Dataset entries
•••••

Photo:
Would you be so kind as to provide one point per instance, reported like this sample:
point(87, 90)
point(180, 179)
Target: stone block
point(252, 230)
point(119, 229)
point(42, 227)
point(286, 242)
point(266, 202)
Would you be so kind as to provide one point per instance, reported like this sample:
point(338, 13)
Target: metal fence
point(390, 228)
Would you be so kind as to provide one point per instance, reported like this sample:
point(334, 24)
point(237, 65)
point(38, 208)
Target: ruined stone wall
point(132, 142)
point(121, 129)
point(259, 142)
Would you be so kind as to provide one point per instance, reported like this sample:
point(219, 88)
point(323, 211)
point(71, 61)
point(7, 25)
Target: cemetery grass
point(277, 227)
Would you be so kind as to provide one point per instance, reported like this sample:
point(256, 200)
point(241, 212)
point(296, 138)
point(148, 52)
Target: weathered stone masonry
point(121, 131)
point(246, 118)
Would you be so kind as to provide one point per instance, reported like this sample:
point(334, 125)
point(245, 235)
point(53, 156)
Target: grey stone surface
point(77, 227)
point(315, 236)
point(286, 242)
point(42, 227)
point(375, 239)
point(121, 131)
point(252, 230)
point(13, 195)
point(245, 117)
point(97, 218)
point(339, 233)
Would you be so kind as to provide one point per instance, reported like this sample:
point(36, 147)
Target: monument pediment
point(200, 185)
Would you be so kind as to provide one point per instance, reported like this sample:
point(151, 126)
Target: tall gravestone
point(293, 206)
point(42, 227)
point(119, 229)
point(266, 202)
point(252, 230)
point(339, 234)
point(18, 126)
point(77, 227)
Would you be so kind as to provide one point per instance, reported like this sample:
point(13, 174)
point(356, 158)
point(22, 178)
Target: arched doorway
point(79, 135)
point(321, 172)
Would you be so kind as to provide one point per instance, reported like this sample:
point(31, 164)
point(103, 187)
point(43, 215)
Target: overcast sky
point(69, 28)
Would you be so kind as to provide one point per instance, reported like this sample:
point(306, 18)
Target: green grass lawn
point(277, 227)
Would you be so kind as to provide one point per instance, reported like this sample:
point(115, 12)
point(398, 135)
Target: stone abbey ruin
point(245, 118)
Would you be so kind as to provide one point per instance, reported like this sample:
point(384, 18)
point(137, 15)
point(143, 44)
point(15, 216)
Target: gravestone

•••••

* What you are asked to do: Please reproduce the entries from the very start up to and including the line that contains "point(339, 233)".

* Written response:
Photo:
Would you be so kind as to provide one point per instance, reported like this sample:
point(87, 90)
point(180, 179)
Target: stone block
point(252, 230)
point(119, 229)
point(42, 227)
point(286, 242)
point(266, 202)
Would you be so kind as to provide one point per instance, reported like this sample:
point(338, 13)
Target: metal fence
point(390, 228)
Would you be so kind as to provide one point per instance, reported like this sample:
point(334, 24)
point(237, 65)
point(38, 208)
Target: ruined stone wall
point(132, 142)
point(121, 129)
point(259, 142)
Would you be so kind as to provide one point per instance, reported like this sample:
point(219, 88)
point(323, 211)
point(71, 61)
point(7, 25)
Target: cemetery grass
point(277, 227)
Would you be so kind as to provide one point per instance, reported like this sample:
point(256, 200)
point(241, 212)
point(296, 138)
point(148, 52)
Target: weathered stone masonry
point(121, 131)
point(246, 118)
Would you be so kind as to provide one point per instance, reported like this sample:
point(334, 125)
point(245, 235)
point(53, 156)
Target: grey stone surface
point(77, 227)
point(315, 236)
point(286, 242)
point(42, 227)
point(375, 239)
point(121, 131)
point(252, 230)
point(13, 195)
point(245, 117)
point(97, 218)
point(339, 233)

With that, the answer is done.